BEGIN Page text

With several established cases of failed privatization of public water assets and other utilities like electricity and transportation services, policy makers and governments across the world now lack the moral strength to continue to pursue and foist World Bank and International Monetary Fund’s (IMF) privatization models on their countries.
Following the failures of such privatization exercises in the United States of America, France, United Kingdom, the Netherlands and other countries including African nations, it is now safest to seek recourse to remunicipalization (return of privatized entities to government or public control) with adequate funding from taxpayers money.
This was the submission of participants at a virtual training organized for journalists and activists by the Citizens Free Service Forum (CFSF) in collaboration with the Public Service International (PSI) and other partners with the theme: Reporting Climate Change and the Water Sector on Tuesday, September 17, 2024.
In his presentation titled: Privatization Failures and the Growing Recourse to Remunicipalization, Deputy General Secretary of PSI, David Boys, argued that privatization, which largely entails the sale of assets to private individuals, investors or firms, remains an abdication of responsibility on the part of governments.
He maintained that governments’ efforts to privatize public assets and utilities were aimed at avoiding the costs of borrowing and spending to fund public facilities earlier established to provide essential services to citizens at affordable rates compared to provision of such services by private investors, who usually place profits above the people’s welfare and consumer satisfaction.
Boys maintained that remunicipalization remains a legitimate means of regaining public assets with a view to providing access to potable water and other essential services anywhere in the world, adding: “To achieve that, there must be conscious efforts by the people and governments to strengthen public services and democratic institutions globally.”

END Page text
BEGIN Extracted data

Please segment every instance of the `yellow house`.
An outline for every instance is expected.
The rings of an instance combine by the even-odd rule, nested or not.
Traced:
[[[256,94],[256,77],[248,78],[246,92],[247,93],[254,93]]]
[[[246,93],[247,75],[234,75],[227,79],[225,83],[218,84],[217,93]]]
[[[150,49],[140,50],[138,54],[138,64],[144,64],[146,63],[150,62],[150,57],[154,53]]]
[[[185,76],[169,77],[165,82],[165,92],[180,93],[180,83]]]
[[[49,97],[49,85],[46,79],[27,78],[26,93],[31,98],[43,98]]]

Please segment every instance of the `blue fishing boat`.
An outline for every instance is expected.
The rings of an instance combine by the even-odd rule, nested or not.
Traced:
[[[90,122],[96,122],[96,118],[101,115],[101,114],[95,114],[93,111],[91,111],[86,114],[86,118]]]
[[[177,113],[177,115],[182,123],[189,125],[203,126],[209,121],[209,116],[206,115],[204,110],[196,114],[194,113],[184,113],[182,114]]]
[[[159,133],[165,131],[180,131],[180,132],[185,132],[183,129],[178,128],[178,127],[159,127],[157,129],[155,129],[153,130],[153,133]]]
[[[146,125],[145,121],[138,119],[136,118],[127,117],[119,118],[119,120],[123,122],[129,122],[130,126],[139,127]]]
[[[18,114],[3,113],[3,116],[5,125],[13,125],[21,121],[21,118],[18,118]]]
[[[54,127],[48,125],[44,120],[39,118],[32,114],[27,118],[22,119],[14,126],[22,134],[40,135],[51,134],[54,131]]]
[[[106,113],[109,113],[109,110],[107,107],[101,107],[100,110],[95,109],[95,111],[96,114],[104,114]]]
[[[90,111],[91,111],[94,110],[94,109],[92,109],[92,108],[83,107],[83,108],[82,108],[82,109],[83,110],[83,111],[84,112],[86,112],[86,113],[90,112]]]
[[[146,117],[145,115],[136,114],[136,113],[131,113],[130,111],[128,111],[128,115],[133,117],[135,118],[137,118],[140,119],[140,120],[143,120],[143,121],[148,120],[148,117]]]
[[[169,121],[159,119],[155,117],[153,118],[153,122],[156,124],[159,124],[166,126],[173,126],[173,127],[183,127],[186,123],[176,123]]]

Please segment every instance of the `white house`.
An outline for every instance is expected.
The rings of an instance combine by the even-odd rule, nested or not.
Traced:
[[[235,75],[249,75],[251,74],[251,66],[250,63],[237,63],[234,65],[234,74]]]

END Extracted data

* [Problems and tasks]:
1: Answer the following from the article on privatization failures:
(a) Which organization ran the virtual training, and with which organization did it collaborate?
(b) What position does David Boys hold?
(c) How does the article define remunicipalization?
2: In two or three sentences, explain why the article on privatization failures says recourse to remunicipalization is now the safest course.

* [Responses]:
1:
(a) The Citizens Free Service Forum (CFSF) organized it in collaboration with the Public Service International (PSI) and other partners.
(b) He is Deputy General Secretary of PSI.
(c) It is the return of privatized entities to government or public control.

2: Privatization exercises have failed in the United States of America, France, the United Kingdom, the Netherlands and other countries, including African nations. There are several established cases of failed privatization of public water assets and of utilities such as electricity and transportation services. For this reason, the article says it is safest to return such entities to public control, with adequate funding from taxpayers' money.